---------- Texto fuente

San Marcos 9, 14-29
Quiero invitarlos a meditar en torno a tres palabras claves
que encontramos en el Evangelio que nos ofrece la liturgia de hoy: Fuerza, Fe y
Oración.
Primera palabra, Fuerza. En más de un sitio, encontramos que
Jesús envió a sus discípulos con la misión específica de curar, de sanar
enfermos, de imponer las manos, resucitar muertos, exorcizar endemoniados,
etcétera.
En el Evangelio de hoy, parecen no haber tenido mucho éxito.
Y, entonces, es necesario recurrir al mismísimo Jesús para que sea Él quien
opere el milagro. Ya en esta sencilla constatación aprendemos algo vital: el
que sana y cura es siempre Jesús.
Segunda palabra, Fe. Hoy, además, el Evangelio nos regala
otro dato vital para nuestra vida de creyentes, la importancia de la fe. Jesús
no cura para suscitar fe en los enfermos y demás testigos del hecho, sino que
cura, en muchos casos, como respuesta a la fe de las personas. Lo primero,
entonces, para sanar heridas viejas y enfermedades recurrentes, es la fe. Lo
primero es la fe. Es a partir de la fe que todo lo demás se nos regala por
añadidura.
Ahora bien, qué hermosa es la respuesta del padre del
enfermo, en este caso. Pocos han acertado en el Evangelio al reconocer de
manera tan sincera su necesidad más profunda: “Señor, creo. Pero ayuda a mi
poca fe.” Cuántas veces no debiéramos también nosotros caer de rodillas ante el
Santísimo y reconocer que, si bien creemos, es necesario a diario que el Señor
robustezca y acreciente nuestra fe. De ahí aquellas palabras de Cristo: “Si
tuvieran Fe como un grano de mostaza, cuántas cosas serían posibles.” Sí,
Señor. Sabemos. Moveríamos montañas. Pero, Señor, necesitamos, también hoy, que
aumentes nuestra poca fe. Aquí tenemos unas muy buenas preguntas para nuestra meditación
de hoy.

--------------------

*Tareas:*
A - ¿Cuáles son las tres palabras claves que la homilía propone para la meditación?
B - Indique si cada afirmación concuerda con la homilía y cite las palabras que lo deciden: (i) Jesús cura para suscitar fe en los enfermos y en los testigos. (ii) El que sana y cura es siempre Jesús. (iii) En el Evangelio de hoy los discípulos tuvieron mucho éxito.
C - Retome la homilía a continuación de su última frase.

---------- Registros de datos

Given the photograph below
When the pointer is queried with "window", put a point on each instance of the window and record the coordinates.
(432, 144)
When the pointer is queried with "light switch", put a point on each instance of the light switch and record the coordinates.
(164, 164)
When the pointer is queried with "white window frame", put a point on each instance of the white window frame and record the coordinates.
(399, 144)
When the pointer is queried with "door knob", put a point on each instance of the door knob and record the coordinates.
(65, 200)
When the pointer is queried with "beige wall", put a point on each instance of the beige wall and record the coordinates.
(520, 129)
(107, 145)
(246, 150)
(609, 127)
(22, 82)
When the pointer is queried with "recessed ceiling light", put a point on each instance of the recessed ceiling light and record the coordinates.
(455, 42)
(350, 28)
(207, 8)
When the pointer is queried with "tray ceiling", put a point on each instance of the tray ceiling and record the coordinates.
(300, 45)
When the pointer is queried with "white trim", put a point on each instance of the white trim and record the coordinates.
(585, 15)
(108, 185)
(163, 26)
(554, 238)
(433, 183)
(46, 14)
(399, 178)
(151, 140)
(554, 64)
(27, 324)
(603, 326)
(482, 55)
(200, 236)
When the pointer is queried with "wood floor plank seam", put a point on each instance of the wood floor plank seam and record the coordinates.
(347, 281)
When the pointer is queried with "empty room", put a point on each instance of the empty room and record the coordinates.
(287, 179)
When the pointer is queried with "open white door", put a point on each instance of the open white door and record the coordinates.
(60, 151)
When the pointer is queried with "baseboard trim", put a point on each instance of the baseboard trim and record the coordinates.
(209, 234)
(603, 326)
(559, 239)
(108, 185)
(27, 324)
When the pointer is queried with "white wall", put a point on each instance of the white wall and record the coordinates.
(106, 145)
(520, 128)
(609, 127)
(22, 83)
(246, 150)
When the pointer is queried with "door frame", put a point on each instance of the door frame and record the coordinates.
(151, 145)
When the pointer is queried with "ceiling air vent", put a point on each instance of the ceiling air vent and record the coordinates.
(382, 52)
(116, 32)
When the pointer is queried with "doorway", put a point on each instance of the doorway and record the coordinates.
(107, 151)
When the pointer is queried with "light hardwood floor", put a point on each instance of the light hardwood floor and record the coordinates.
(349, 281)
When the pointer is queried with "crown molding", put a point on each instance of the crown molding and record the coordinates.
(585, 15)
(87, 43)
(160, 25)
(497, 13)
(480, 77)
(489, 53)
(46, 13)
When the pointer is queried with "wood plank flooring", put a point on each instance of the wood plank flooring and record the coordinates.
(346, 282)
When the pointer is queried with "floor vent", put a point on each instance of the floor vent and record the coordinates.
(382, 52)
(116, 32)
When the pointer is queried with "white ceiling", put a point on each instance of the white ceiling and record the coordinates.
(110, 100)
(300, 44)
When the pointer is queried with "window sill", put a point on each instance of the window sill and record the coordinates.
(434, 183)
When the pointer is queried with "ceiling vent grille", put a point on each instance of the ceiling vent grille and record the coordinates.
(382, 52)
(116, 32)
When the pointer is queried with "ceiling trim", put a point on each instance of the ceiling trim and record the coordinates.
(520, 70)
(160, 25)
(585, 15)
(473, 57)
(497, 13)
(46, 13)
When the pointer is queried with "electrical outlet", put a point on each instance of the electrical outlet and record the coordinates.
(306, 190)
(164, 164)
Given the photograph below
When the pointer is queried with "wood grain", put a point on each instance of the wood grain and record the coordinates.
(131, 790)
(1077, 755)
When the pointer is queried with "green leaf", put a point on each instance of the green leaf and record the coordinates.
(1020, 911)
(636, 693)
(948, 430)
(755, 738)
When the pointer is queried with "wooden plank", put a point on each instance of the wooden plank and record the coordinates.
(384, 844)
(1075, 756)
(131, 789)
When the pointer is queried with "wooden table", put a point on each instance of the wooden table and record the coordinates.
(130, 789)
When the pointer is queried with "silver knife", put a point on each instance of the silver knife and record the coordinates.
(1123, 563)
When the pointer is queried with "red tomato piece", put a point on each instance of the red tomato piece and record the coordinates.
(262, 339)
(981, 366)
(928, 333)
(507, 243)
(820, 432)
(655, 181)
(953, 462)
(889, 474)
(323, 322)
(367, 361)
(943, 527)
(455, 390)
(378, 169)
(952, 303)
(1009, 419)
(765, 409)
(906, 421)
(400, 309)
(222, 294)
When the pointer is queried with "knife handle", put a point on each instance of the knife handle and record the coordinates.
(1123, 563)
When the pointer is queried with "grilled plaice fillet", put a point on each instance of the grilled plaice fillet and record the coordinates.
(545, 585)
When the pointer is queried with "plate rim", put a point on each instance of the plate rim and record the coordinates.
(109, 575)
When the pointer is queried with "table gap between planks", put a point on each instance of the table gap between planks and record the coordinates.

--------------------

*Respuestas por tarea:*
A - Fuerza, Fe y Oración.

B -
(i) No: "Jesús no cura para suscitar fe en los enfermos y demás testigos del hecho".
(ii) Sí: "el que sana y cura es siempre Jesús".
(iii) No: "parecen no haber tenido mucho éxito".

C -
Ante mis enfermedades y heridas, ante mis demonios y
necesidades, ¿recurro a la fuerza sanadora y liberadora del Señor? ¿Cómo está,
finalmente, mi fe en Cristo?
Tercera palabra, Oración. En este sentido, Jesús mismo nos
da la clave, también en el Evangelio de hoy, de cómo es posible aumentar
nuestra fe, cuando nos llama a la oración. Dice el Señor que esta clase de
demonios, los que nos llevan a la sordera y la mudez, sólo son posibles de
vencer con la oración. Qué tremenda revelación esta del final: ” ¿Quieres
vencer tu mudez, quieres vencer tus sorderas? Comienza por abrirte al diálogo y
la comunicación con Dios.” No nos dejemos, entonces, vencer por el demonio de
la incomunicación con Dios. Ese es el peor demonio que puede llegar a nosotros.
De ahí, de la falta de Oración, de la falta de diálogo y comunicación con Dios
es que se siguen todos los otros males.
Nunca será poco el
empeño que pongamos en vivir una vida intensa y cotidiana de oración. Sólo a
partir de la oración podremos, entonces, sanar nosotros y sanar a otros.